=== The problem ===
Nothing is to be altered; the data must be repeated exactly.

═════ Supplied material ═════

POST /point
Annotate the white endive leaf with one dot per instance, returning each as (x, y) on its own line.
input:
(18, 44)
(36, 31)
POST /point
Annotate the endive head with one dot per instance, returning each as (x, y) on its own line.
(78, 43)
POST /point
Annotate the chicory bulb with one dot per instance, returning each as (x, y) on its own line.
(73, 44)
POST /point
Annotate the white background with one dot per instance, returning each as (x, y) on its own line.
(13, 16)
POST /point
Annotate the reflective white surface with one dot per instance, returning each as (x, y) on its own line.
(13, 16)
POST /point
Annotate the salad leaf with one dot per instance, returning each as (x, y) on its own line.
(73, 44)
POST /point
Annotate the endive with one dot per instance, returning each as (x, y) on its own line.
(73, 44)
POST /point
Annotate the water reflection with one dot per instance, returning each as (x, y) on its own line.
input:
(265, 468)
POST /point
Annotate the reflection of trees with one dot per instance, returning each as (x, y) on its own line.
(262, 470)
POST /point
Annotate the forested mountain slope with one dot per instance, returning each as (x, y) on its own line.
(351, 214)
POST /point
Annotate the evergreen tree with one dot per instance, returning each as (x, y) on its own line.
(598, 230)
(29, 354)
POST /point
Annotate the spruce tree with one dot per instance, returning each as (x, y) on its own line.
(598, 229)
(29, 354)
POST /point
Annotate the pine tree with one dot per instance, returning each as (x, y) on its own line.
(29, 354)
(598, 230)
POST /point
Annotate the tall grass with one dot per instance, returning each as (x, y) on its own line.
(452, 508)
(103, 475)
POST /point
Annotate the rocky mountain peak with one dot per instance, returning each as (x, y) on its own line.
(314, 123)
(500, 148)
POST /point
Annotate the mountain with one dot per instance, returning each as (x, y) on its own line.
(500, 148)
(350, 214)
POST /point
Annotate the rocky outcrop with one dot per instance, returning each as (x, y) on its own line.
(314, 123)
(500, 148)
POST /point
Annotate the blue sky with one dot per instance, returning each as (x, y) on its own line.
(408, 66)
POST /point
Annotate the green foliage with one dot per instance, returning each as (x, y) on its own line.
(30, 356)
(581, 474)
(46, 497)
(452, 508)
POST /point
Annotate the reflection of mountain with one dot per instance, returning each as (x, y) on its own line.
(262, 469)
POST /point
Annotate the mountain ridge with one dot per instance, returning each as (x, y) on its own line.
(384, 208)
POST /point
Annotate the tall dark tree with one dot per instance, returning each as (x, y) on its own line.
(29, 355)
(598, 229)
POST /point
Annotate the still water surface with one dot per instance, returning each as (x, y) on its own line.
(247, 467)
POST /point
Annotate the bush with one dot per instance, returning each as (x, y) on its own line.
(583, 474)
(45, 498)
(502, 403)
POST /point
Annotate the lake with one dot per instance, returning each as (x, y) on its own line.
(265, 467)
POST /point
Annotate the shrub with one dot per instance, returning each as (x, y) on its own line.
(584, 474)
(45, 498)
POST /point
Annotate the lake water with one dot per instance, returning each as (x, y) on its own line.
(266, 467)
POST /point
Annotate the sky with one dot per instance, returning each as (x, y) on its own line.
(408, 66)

═════

=== Exercise answer ===
POST /point
Annotate the white endive leaf with one dot per instance, returning each as (x, y) on its own line.
input:
(18, 44)
(36, 31)
POST /point
Annotate the endive head with one dot per instance, returning each as (x, y) on its own line.
(78, 43)
POST /point
Annotate the chicory bulb with one dot per instance, returning each as (x, y) on its own line.
(73, 44)
POST /point
Annotate the white background with one dot per instance, returning each as (x, y) on its own line.
(13, 16)
POST /point
Annotate the reflective white surface with one dot per instance, returning each as (x, y) on its own line.
(13, 16)
POST /point
Annotate the salad leaf with one dot per instance, returning each as (x, y) on its own line.
(73, 44)
POST /point
Annotate the endive with one dot per instance, returning each as (x, y) on its own line.
(73, 44)
POST /point
Annotate the water reflection with one dot per instance, returning each as (x, y) on its own line.
input:
(265, 468)
POST /point
Annotate the reflection of trees with one dot per instance, returning each as (x, y) on its own line.
(262, 470)
POST /point
Annotate the forested mountain slope with one dot per instance, returning each as (x, y) on its own line.
(351, 214)
POST /point
Annotate the evergreen tree with one dot per instance, returning each as (x, y) on its own line.
(598, 230)
(29, 354)
POST /point
Annotate the spruce tree with one dot per instance, returning each as (x, y) on its own line.
(598, 229)
(29, 354)
POST /point
Annotate the pine tree with one dot per instance, returning each as (x, y) on its own line.
(29, 354)
(598, 230)
POST /point
Annotate the tall grass with one dot per instance, returning each as (x, y) on its own line.
(452, 508)
(103, 475)
POST /point
Annotate the rocky mountain peak with one dot per instance, returning each as (x, y) on its own line.
(314, 123)
(500, 148)
POST /point
Annotate the mountain with one dot per instance, returning each as (x, y) on its own line.
(500, 148)
(350, 214)
POST /point
Annotate the rocky outcrop with one dot per instance, returning each as (x, y) on its own line.
(314, 123)
(500, 148)
POST /point
Annotate the blue sky with one dot per instance, returning each as (x, y) on its own line.
(408, 66)
POST /point
Annotate the green foliage with one dot per instance, returning each as (x, y) on its own line.
(30, 356)
(581, 474)
(46, 497)
(452, 508)
POST /point
Annotate the reflection of mountain with one dot per instance, returning each as (x, y) on its own line.
(262, 469)
POST /point
Annotate the mountain ridge with one dot per instance, returning each as (x, y) on its own line.
(384, 208)
POST /point
Annotate the tall dark tree with one dot per instance, returning each as (x, y) on its own line.
(29, 355)
(598, 229)
POST /point
Annotate the still water surface with one dot per instance, returning each as (x, y) on its own line.
(247, 467)
POST /point
Annotate the bush with one dot per instance, returning each as (x, y) on its own line.
(583, 474)
(45, 498)
(502, 403)
POST /point
Annotate the lake with one dot per instance, returning each as (x, y) on its own line.
(265, 467)
POST /point
Annotate the shrub with one dot per instance, returning each as (x, y) on its own line.
(584, 474)
(45, 498)
POST /point
Annotate the lake water with one dot per instance, returning each as (x, y) on its own line.
(266, 467)
POST /point
Annotate the sky with one dot per instance, returning each as (x, y) on its own line.
(408, 66)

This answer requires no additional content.